◆ Task statement
Filter the entries below down to every line that contains the word "roof", and copy each of those lines.

BEGIN Data records

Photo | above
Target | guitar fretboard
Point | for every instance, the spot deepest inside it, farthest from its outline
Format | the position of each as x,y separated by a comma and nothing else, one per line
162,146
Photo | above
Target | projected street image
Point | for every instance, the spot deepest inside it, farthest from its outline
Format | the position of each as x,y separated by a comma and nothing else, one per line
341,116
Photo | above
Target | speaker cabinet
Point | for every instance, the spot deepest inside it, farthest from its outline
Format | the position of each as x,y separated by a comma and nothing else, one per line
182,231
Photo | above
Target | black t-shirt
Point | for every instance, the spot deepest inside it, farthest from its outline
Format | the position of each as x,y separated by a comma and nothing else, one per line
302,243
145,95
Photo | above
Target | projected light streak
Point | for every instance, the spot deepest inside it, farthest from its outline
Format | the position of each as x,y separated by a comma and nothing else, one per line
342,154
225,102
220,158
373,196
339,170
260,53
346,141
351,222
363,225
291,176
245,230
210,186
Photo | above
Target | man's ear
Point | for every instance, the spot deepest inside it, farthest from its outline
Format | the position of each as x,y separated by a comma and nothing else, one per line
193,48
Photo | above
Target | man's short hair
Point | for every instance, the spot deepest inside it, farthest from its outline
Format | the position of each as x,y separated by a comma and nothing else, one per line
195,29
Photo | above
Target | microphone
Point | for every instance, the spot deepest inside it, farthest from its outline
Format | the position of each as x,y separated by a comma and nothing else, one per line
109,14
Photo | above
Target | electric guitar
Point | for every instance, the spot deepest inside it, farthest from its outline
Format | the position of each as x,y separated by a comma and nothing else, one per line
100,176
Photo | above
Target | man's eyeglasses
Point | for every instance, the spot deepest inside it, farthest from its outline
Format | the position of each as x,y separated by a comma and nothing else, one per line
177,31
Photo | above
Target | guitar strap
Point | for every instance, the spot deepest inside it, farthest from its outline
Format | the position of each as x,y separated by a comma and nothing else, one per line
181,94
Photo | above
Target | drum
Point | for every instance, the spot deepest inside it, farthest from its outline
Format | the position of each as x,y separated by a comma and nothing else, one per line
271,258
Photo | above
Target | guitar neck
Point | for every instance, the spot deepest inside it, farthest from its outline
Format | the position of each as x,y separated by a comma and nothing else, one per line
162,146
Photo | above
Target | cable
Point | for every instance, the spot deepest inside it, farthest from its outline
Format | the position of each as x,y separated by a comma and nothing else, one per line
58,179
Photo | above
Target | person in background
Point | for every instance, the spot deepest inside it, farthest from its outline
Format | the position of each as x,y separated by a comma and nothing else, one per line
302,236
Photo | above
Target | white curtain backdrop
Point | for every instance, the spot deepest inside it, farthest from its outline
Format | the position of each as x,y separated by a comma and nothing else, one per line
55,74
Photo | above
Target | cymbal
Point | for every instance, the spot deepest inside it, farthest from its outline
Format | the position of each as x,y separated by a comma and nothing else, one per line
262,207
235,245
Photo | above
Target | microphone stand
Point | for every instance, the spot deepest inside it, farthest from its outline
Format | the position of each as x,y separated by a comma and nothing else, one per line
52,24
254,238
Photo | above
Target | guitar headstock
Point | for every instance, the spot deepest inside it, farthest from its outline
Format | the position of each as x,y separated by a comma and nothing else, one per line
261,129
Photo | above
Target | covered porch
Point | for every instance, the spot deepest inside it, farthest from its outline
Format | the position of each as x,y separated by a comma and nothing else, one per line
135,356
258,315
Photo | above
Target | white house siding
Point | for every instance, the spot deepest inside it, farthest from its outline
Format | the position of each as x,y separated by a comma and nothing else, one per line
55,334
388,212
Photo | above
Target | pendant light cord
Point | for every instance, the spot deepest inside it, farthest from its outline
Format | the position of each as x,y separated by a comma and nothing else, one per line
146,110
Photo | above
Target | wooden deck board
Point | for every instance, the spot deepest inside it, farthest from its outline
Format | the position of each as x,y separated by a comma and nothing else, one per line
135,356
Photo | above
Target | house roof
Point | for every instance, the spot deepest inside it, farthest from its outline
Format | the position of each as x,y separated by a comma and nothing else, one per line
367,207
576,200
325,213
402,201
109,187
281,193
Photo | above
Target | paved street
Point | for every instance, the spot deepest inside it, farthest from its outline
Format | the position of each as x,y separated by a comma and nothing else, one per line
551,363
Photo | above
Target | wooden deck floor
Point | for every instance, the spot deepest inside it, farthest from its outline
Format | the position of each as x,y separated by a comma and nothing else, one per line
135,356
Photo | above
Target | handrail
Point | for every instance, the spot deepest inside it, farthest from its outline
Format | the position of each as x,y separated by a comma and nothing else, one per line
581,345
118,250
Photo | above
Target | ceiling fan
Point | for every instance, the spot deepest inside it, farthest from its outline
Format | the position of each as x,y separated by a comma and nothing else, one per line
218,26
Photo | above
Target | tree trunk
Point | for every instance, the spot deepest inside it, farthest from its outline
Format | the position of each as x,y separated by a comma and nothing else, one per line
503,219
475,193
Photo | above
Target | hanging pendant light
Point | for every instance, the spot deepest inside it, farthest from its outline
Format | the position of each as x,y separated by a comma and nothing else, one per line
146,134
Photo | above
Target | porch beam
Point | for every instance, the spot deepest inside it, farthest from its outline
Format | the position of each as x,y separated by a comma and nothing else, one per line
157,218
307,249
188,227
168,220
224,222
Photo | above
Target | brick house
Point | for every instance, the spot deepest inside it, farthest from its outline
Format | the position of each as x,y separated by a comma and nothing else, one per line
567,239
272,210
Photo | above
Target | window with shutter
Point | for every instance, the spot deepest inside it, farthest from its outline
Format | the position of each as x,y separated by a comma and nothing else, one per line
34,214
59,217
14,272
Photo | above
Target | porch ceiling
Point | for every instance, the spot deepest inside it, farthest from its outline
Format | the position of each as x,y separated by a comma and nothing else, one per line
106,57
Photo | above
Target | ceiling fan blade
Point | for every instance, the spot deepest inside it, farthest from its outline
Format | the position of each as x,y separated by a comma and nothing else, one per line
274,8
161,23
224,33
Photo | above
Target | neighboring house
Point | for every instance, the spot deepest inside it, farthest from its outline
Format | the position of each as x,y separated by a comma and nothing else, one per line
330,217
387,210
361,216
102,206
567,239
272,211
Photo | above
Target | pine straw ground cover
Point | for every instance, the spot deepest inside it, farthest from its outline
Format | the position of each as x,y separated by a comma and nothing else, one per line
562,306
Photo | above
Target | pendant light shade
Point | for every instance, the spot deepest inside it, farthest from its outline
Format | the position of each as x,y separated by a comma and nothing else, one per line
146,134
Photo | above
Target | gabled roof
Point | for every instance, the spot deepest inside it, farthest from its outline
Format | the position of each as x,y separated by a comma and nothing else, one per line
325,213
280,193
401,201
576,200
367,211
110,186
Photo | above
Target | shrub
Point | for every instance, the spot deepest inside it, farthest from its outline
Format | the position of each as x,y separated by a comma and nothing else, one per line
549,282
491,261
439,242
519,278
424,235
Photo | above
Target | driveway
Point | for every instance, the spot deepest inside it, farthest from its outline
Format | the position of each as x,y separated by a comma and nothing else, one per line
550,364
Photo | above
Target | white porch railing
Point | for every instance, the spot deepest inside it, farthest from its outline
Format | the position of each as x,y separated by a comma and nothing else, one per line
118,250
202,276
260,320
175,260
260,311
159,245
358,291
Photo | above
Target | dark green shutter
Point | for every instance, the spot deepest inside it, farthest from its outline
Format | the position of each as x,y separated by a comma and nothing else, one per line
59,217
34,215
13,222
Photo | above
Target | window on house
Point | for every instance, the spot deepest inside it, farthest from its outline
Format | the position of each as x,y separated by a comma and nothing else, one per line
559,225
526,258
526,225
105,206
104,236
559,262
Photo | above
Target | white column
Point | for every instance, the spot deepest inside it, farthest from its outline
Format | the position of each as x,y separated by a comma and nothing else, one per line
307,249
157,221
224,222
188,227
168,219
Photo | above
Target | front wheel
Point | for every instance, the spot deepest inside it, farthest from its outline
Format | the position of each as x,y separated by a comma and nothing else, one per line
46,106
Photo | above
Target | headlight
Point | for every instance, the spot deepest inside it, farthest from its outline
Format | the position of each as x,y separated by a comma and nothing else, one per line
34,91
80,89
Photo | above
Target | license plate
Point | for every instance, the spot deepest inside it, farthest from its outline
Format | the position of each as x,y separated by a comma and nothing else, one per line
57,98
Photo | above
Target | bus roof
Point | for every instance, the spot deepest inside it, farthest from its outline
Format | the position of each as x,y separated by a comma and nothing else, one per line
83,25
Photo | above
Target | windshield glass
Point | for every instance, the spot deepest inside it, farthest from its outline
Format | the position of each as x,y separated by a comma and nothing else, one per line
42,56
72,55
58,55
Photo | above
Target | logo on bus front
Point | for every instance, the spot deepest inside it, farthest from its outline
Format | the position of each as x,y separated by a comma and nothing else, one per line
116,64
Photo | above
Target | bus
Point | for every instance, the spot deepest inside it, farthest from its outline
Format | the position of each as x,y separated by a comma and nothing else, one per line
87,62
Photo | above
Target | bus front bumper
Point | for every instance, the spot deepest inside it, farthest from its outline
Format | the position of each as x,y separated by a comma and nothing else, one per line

END Data records

◆ Correct response
Target | house roof
Target | gabled roof
Target | bus roof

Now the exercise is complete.